-- Exercise directions --
Rescale the items from the line containing "Mark the driver" through the end of the items, inclusive, and write out only those lines again, requests included. Multiply every coordinate in the answers by 0.5 and round to whole numbers, with halves rounding up, but leave the numbers in the requests and their format samples unchanged.

-- Provided material --
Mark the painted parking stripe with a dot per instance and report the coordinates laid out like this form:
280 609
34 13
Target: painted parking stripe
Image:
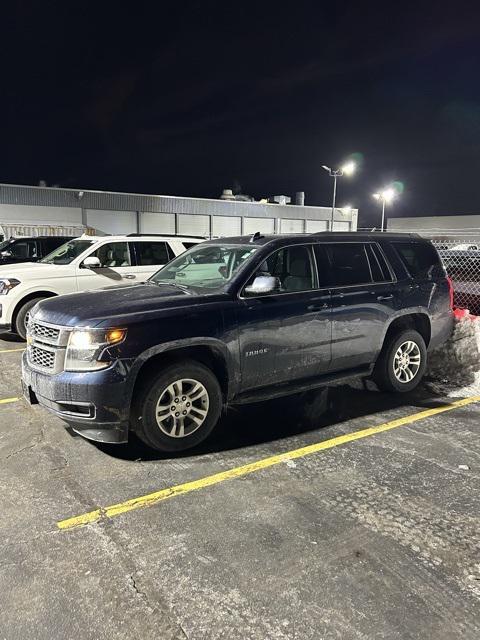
237 472
9 400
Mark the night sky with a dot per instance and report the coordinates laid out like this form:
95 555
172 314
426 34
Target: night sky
187 98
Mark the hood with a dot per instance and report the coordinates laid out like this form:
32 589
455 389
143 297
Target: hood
107 307
33 269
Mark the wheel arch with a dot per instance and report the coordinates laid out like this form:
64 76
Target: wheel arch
209 352
30 296
415 319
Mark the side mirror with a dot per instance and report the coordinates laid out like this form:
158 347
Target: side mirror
92 262
263 285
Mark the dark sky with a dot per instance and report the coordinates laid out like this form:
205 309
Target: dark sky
189 97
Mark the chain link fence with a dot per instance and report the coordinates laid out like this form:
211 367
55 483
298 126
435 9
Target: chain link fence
461 257
454 369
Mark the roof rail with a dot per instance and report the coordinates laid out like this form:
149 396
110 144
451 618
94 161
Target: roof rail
164 235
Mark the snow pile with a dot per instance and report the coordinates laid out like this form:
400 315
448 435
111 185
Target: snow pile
454 368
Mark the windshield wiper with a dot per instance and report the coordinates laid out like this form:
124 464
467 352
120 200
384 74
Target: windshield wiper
183 287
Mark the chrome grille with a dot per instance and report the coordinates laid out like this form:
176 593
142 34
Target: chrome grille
41 357
44 331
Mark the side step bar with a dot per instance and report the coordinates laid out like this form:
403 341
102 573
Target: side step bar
287 389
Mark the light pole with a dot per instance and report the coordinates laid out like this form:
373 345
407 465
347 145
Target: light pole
385 197
346 170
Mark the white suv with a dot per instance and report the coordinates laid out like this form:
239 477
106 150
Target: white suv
88 262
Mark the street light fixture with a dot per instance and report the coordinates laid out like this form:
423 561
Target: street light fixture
347 169
387 196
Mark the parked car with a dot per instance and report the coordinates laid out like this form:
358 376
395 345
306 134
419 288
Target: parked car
29 249
237 320
83 263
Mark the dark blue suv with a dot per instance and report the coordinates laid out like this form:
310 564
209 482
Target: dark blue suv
237 320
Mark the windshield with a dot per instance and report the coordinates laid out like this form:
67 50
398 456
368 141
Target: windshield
205 266
67 252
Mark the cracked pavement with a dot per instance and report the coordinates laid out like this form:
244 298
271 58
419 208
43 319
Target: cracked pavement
374 539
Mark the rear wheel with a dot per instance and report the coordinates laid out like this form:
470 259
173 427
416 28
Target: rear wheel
402 363
23 314
179 408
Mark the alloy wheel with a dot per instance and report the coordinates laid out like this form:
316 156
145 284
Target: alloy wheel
182 408
406 361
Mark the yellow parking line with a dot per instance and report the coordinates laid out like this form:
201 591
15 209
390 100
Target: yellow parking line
9 400
180 489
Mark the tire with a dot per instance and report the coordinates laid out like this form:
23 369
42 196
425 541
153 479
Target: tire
398 374
199 386
22 317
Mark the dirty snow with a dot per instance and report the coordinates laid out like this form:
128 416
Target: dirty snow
454 368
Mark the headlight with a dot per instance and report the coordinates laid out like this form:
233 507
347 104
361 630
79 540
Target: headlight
6 284
85 346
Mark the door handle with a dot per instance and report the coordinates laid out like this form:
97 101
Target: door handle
317 307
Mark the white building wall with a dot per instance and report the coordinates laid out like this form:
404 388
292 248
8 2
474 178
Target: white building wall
424 223
32 215
157 222
112 222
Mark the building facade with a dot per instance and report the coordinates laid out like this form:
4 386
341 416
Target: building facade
122 213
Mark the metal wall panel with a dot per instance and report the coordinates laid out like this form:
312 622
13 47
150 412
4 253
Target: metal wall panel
112 222
157 222
29 214
314 226
263 225
78 199
223 226
287 225
193 225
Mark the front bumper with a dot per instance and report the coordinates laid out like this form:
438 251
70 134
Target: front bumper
94 404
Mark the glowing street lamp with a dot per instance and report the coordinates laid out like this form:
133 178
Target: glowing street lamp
387 196
347 169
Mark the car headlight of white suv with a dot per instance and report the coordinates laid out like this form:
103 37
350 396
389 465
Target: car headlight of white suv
7 284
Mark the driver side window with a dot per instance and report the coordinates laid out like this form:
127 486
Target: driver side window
113 254
292 266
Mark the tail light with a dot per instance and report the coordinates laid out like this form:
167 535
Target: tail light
451 292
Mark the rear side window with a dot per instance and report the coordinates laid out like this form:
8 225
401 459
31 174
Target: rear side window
153 253
378 264
23 249
52 243
420 259
348 265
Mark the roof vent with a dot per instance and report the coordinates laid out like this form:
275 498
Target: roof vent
227 194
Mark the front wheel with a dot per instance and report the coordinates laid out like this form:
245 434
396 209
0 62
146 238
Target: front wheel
179 408
402 363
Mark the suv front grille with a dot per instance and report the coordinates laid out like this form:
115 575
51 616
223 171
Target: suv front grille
41 331
41 357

-- In response --
Mark the driver side window with a dot per instance and report the coordinates laid out like this form:
127 486
Target: driver side window
57 127
146 133
Mark the tail light with a dot per instance and report the coordinates laid out like this form:
167 535
Target: tail light
226 146
Mark the rear side window with a dot per instance and report the coordinates laid out like this form:
8 225
401 459
31 174
Target: rear side window
77 127
189 132
12 125
26 122
210 130
174 133
Mark the roof vent with a dot per instance and report the coordinates laid out like this form:
275 498
Target: roof vent
114 97
Mark the front wheel with a dot per instance and report the coordinates laid out like this form:
245 434
396 209
0 62
146 238
Target: front wheel
90 204
201 182
Mark the suv front grille with a dot per instance and report the coordinates laid out like this form:
115 575
51 616
223 171
Target: suv front grille
21 166
21 179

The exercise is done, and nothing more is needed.